Problem statement
Print each line of the listing once more, precisely as given.

^^^^^^^^^^^^^^^^

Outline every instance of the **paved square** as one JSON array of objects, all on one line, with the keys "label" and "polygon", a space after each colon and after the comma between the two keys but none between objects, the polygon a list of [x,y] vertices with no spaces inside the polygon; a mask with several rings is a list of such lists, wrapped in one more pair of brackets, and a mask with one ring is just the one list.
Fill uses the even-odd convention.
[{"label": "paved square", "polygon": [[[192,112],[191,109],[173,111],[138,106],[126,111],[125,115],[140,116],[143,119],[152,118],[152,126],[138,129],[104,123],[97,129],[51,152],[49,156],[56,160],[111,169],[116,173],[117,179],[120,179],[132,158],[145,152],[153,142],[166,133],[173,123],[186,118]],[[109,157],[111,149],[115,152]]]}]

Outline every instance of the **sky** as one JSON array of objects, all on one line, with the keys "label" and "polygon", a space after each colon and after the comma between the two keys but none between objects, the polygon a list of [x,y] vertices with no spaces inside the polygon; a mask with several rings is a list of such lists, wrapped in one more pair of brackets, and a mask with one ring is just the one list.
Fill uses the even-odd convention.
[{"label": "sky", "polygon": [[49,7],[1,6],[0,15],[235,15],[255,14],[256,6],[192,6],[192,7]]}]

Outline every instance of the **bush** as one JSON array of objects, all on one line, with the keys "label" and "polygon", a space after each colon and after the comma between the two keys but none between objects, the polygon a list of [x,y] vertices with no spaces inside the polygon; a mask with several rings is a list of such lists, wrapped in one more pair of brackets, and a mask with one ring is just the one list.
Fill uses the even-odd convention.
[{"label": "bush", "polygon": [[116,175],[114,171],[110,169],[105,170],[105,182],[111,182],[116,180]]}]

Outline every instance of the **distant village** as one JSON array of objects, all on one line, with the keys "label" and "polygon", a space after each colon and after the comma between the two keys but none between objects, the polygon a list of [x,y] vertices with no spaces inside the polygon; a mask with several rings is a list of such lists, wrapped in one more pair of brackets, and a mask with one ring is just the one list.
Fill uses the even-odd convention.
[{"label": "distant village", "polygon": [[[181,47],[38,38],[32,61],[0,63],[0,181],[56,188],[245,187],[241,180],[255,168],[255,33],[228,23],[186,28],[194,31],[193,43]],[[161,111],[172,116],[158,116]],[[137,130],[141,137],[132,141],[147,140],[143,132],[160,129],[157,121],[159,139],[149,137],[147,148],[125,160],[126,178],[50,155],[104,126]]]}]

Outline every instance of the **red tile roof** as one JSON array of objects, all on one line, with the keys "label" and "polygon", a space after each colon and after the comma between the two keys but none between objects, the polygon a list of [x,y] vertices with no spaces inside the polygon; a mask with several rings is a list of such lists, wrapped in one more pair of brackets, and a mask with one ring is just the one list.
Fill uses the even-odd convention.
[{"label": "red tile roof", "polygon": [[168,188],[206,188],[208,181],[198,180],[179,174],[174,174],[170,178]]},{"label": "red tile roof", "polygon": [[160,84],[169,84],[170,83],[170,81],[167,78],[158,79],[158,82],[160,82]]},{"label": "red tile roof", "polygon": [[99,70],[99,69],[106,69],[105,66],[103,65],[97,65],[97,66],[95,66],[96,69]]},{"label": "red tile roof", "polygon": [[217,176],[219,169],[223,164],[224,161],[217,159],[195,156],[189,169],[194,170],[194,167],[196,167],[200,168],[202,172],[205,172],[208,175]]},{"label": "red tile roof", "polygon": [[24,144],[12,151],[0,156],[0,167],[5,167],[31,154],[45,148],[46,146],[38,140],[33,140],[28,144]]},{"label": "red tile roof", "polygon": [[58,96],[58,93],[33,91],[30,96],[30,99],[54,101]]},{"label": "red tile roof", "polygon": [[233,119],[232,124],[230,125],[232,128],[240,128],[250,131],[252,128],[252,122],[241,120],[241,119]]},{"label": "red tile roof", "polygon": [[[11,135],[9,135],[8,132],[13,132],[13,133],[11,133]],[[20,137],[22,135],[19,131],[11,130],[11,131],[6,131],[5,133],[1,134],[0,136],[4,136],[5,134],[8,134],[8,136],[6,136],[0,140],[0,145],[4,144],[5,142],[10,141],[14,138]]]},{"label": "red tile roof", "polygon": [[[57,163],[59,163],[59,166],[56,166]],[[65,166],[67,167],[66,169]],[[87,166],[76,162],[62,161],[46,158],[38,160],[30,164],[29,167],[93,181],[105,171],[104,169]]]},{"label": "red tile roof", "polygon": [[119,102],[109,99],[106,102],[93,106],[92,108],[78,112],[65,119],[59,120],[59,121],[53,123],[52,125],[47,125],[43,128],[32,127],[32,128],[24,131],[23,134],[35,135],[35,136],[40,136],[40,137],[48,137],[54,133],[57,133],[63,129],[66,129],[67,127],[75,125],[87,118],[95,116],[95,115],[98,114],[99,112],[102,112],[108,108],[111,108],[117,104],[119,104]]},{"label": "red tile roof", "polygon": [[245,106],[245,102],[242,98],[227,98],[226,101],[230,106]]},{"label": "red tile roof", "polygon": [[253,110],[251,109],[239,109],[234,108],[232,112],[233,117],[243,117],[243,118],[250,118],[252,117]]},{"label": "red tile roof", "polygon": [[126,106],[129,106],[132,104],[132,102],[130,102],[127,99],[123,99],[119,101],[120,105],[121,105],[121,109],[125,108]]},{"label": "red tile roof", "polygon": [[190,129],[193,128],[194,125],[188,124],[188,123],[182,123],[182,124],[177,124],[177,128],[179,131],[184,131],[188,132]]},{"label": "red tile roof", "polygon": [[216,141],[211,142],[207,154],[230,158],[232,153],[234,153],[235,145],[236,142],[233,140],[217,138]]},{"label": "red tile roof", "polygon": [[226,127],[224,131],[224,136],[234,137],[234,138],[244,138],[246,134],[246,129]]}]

^^^^^^^^^^^^^^^^

Task result
Outline every instance of the **paved square** as one JSON array of objects, all on one line, with the keys "label" and "polygon", a space after each colon and after the comma between the two keys but none between objects, the polygon a list of [x,y] vertices with no spaces inside the polygon; a mask with several rings is a list of such lists, wrapped in one more pair of brackets, and a mask with one ring is just the one list.
Fill uses the even-odd convention.
[{"label": "paved square", "polygon": [[[192,112],[191,109],[173,111],[138,106],[126,111],[125,115],[140,116],[143,119],[152,118],[152,126],[138,129],[104,123],[97,129],[51,152],[49,156],[56,160],[111,169],[116,173],[117,179],[120,179],[132,158],[145,152],[153,142],[166,133],[173,123],[186,118]],[[109,157],[111,149],[115,152]]]}]

Outline every instance of the **sky** as one JSON array of objects, all on one line, with the keys "label" and "polygon", a space after each colon and after the comma between the two keys but none between objects, the polygon a list of [x,y] vertices with no spaces inside the polygon; a mask with several rings is a list of such lists, wrapped in one more pair of brackets, and a mask with one ring is just the one list.
Fill uses the even-odd convention.
[{"label": "sky", "polygon": [[49,7],[1,6],[0,15],[235,15],[255,14],[256,6],[192,6],[192,7]]}]

Outline every instance of the **bush** as one JSON array of objects, all on one line, with the keys "label" and "polygon", a space after each colon and after the comma between the two keys but none between objects, the polygon a list of [x,y] vertices with no spaces inside the polygon; a mask with several rings is a list of such lists, wrapped in one more pair of brackets, and a mask with one ring is just the one list.
Fill uses the even-odd convention.
[{"label": "bush", "polygon": [[116,175],[114,171],[110,169],[105,170],[105,182],[111,182],[116,180]]}]

Outline every instance of the **distant village** as one JSON array of objects, all on one line, with the keys "label" and "polygon", a space after each colon and after the comma between the two keys but none between objects, the polygon a list of [x,y] vertices with no spaces inside the polygon; a mask with several rings is a list of such lists, wrapped in one more pair of brackets, and a mask with one ring is just the one list.
Fill uses the even-odd convention.
[{"label": "distant village", "polygon": [[[181,47],[38,38],[32,61],[0,63],[0,181],[56,188],[245,187],[241,180],[255,168],[255,33],[228,23],[186,28],[194,31],[193,43]],[[161,111],[172,116],[158,116]],[[137,130],[141,137],[132,141],[147,140],[143,132],[160,129],[157,121],[159,139],[149,137],[147,148],[125,160],[126,178],[50,155],[104,126]]]}]

Outline every instance of the **red tile roof** as one JSON array of objects, all on one line, with the keys "label" and "polygon", a space after each colon and after the comma between the two keys but none between objects, the polygon a list of [x,y] vertices with no spaces inside the polygon; a mask with several rings is a list of such lists, wrapped in one more pair of brackets, and a mask with one ring is just the one list.
Fill uses the even-odd convention.
[{"label": "red tile roof", "polygon": [[168,188],[206,188],[208,181],[198,180],[179,174],[174,174],[170,178]]},{"label": "red tile roof", "polygon": [[160,84],[169,84],[170,83],[170,81],[167,78],[158,79],[158,82],[160,82]]},{"label": "red tile roof", "polygon": [[99,70],[99,69],[106,69],[105,66],[103,65],[97,65],[97,66],[95,66],[96,69]]},{"label": "red tile roof", "polygon": [[217,176],[219,169],[223,164],[224,161],[217,159],[195,156],[189,169],[194,170],[194,167],[196,167],[200,168],[202,172],[205,172],[208,175]]},{"label": "red tile roof", "polygon": [[24,144],[12,151],[0,156],[0,167],[5,167],[31,154],[45,148],[46,146],[38,140],[33,140],[28,144]]},{"label": "red tile roof", "polygon": [[58,96],[58,93],[33,91],[30,96],[30,99],[54,101]]},{"label": "red tile roof", "polygon": [[233,119],[232,124],[230,125],[232,128],[240,128],[250,131],[252,128],[252,122],[241,120],[241,119]]},{"label": "red tile roof", "polygon": [[[11,135],[9,135],[8,132],[13,132],[13,133],[11,133]],[[20,137],[22,135],[19,131],[11,130],[11,131],[6,131],[5,133],[1,134],[0,136],[4,136],[5,134],[8,134],[8,136],[6,136],[0,140],[0,145],[4,144],[5,142],[10,141],[14,138]]]},{"label": "red tile roof", "polygon": [[[57,163],[59,163],[59,166],[56,166]],[[65,166],[67,167],[66,169]],[[87,166],[76,162],[62,161],[46,158],[38,160],[30,164],[29,167],[93,181],[105,171],[104,169]]]},{"label": "red tile roof", "polygon": [[119,102],[109,99],[106,102],[93,106],[92,108],[78,112],[65,119],[59,120],[59,121],[53,123],[52,125],[47,125],[43,128],[32,127],[32,128],[24,131],[23,134],[35,135],[35,136],[40,136],[40,137],[48,137],[54,133],[57,133],[63,129],[66,129],[67,127],[75,125],[87,118],[95,116],[95,115],[98,114],[99,112],[102,112],[108,108],[111,108],[117,104],[119,104]]},{"label": "red tile roof", "polygon": [[245,106],[245,102],[242,98],[227,98],[226,101],[230,106]]},{"label": "red tile roof", "polygon": [[253,110],[251,109],[239,109],[234,108],[232,112],[233,117],[243,117],[243,118],[250,118],[252,117]]},{"label": "red tile roof", "polygon": [[126,106],[129,106],[132,104],[132,102],[130,102],[127,99],[123,99],[119,101],[120,105],[121,105],[121,109],[125,108]]},{"label": "red tile roof", "polygon": [[190,129],[193,128],[194,125],[188,124],[188,123],[182,123],[182,124],[177,124],[177,128],[179,131],[184,131],[188,132]]},{"label": "red tile roof", "polygon": [[216,141],[211,142],[207,154],[230,158],[232,153],[234,153],[235,145],[236,142],[233,140],[217,138]]},{"label": "red tile roof", "polygon": [[226,127],[224,131],[224,136],[234,137],[234,138],[244,138],[246,134],[246,129]]}]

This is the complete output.